• **Challenge**:
Rewrite every one of the records below with "hanger hook" replaced by "hanger neck", keeping everything else the same.

• **Supplied information**:
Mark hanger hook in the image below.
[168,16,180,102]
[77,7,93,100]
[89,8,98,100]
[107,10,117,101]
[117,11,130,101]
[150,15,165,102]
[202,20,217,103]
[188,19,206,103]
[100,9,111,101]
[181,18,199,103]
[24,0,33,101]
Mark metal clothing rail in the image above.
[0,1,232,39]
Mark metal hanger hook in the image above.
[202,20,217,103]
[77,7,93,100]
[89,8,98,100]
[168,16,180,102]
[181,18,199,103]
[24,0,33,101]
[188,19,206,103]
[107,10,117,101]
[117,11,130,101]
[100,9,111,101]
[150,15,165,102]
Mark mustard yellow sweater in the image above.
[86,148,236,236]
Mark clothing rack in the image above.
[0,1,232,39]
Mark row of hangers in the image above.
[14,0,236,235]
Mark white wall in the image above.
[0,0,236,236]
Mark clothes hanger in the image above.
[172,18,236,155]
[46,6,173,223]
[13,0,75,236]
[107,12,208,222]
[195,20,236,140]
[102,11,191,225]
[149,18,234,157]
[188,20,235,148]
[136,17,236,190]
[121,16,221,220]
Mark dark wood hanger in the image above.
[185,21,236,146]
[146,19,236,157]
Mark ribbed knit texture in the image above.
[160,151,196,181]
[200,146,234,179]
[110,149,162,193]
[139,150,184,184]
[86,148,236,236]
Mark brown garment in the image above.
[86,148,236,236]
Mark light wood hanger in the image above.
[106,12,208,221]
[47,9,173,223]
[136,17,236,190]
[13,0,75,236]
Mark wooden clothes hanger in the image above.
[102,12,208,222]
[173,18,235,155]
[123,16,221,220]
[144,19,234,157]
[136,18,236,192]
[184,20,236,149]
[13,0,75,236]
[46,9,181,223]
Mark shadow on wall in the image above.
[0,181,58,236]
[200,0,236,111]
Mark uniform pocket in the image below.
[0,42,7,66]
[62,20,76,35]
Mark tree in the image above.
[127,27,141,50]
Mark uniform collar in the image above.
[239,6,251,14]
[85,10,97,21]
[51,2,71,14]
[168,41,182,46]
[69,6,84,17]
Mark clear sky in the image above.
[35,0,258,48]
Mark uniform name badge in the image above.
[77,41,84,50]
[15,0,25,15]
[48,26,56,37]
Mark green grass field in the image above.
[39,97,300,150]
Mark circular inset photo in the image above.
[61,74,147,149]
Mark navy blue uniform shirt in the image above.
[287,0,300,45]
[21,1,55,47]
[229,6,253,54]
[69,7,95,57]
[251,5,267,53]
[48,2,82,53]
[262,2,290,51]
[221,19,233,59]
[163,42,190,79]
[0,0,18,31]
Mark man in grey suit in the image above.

• **Problem solution**:
Mark hanger neck in the image below.
[168,16,180,102]
[77,7,93,100]
[89,8,98,100]
[107,10,117,101]
[117,11,130,101]
[150,15,165,102]
[202,20,217,103]
[188,19,206,103]
[100,9,111,101]
[181,18,199,103]
[24,0,33,101]
Mark metal clothing rail in the image above.
[0,1,232,39]
Mark metal hanger neck in the image above.
[202,20,217,103]
[77,7,93,100]
[89,8,98,100]
[168,16,180,102]
[181,18,199,103]
[24,0,33,101]
[188,19,206,103]
[107,10,117,101]
[117,11,130,101]
[100,9,111,101]
[150,15,165,102]
Mark mustard yellow sweater in the image above.
[86,148,236,236]
Mark clothing rack in the image above.
[0,1,232,39]
Mark row of hangers in the image above.
[14,0,236,235]
Mark white wall in the image above.
[0,0,236,236]
Mark clothes hanger in the image above.
[172,18,236,155]
[46,6,173,223]
[13,0,75,236]
[107,12,208,222]
[195,20,236,140]
[102,11,191,225]
[149,18,234,157]
[188,20,235,148]
[136,17,236,190]
[121,16,221,220]
Mark dark wood hanger in the image above.
[185,21,236,146]
[146,19,236,157]
Mark ribbed knit texture in the image above.
[160,151,196,181]
[200,146,234,179]
[110,149,162,193]
[139,150,184,184]
[86,148,236,236]
Mark brown garment in the image above.
[86,148,236,236]
Mark light wood hanger in the image above.
[106,12,208,221]
[47,9,173,223]
[136,17,236,190]
[13,0,75,236]
Mark wooden clothes hanger in the image above.
[102,12,208,222]
[173,18,235,155]
[123,16,221,220]
[144,19,234,157]
[136,18,236,192]
[184,20,236,149]
[13,0,75,236]
[46,9,181,223]
Mark shadow on wall in the image above.
[0,181,58,236]
[200,0,236,111]
Mark uniform pocket in the image below.
[0,42,7,66]
[62,20,76,35]
Mark tree in the image above.
[127,27,141,50]
Mark uniform collar in the image above.
[239,6,251,14]
[85,10,97,21]
[51,2,71,14]
[168,41,182,46]
[69,6,84,17]
Mark clear sky in the image above.
[35,0,258,48]
Mark uniform name badge in the image above.
[77,41,84,50]
[15,0,25,15]
[48,26,56,37]
Mark green grass field in the image above.
[39,97,300,150]
Mark circular inset photo in the image above.
[61,74,147,149]
Mark navy blue uniform shirt in the image above.
[287,0,300,45]
[21,1,55,47]
[229,6,253,54]
[69,7,95,57]
[251,5,267,53]
[48,2,82,53]
[262,2,290,51]
[221,19,233,59]
[163,42,190,79]
[0,0,18,31]
Mark man in grey suit in the image above.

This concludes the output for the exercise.